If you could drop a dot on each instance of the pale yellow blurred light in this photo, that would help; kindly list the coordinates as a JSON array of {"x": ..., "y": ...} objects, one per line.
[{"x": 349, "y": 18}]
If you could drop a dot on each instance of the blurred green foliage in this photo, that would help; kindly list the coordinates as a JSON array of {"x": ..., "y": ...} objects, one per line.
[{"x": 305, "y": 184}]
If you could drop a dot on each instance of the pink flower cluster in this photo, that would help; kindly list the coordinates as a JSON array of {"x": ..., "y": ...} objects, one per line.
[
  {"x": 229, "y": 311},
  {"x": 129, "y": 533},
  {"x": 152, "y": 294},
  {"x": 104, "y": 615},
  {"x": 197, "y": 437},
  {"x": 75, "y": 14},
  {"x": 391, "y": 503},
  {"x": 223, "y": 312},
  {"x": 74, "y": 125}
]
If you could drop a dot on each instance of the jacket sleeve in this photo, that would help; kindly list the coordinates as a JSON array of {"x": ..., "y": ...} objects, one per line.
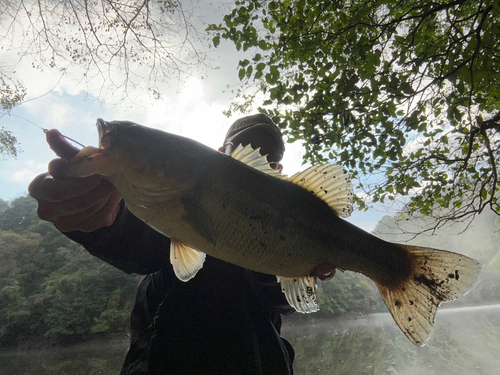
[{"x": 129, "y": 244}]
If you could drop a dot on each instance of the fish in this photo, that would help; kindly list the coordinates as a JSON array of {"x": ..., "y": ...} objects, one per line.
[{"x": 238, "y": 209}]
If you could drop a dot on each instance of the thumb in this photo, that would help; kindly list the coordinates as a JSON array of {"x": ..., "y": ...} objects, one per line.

-.-.-

### Required work
Copy out the entire listing above, replacing every "drop a dot" with "place a marker" and keeping everything else the same. Leave the pictures out.

### Answer for the task
If you could place a marker on each instance of the pale yellow blurred light in this photo, that would help; kindly list the coordinates as a JSON array of {"x": ..., "y": ...} objects, one per line.
[{"x": 349, "y": 18}]
If you could place a marker on each instance of the blurred green foliage in this photo, that would help; kindly list the coordinates as a JSON array of {"x": ..., "y": ...} objects, one per line.
[{"x": 305, "y": 184}]
If you could place a marker on each instance of the pink flower cluster in this photo, that would help; kindly list the coordinates as a JSON array of {"x": ..., "y": ...} objects, one per line.
[
  {"x": 229, "y": 311},
  {"x": 129, "y": 533},
  {"x": 152, "y": 294},
  {"x": 104, "y": 615},
  {"x": 197, "y": 437},
  {"x": 75, "y": 14},
  {"x": 391, "y": 503},
  {"x": 223, "y": 312},
  {"x": 74, "y": 125}
]
If you could place a marker on each instance of the jacket sleeve in this photo, that would help; kindly list the coordinates as a JSON array of {"x": ..., "y": ...} objects, one per line.
[{"x": 129, "y": 244}]
If you could place a marker on each instance of the fish in this photo, that would help; kindly list the coordinates as a JSON array of {"x": ..., "y": ...} objects, one per line.
[{"x": 238, "y": 209}]
If you could place a marker on each instance of the thumb in this photo, that would help; kindly list the coordinates as a JSON array of {"x": ..., "y": ...} objects, one per line.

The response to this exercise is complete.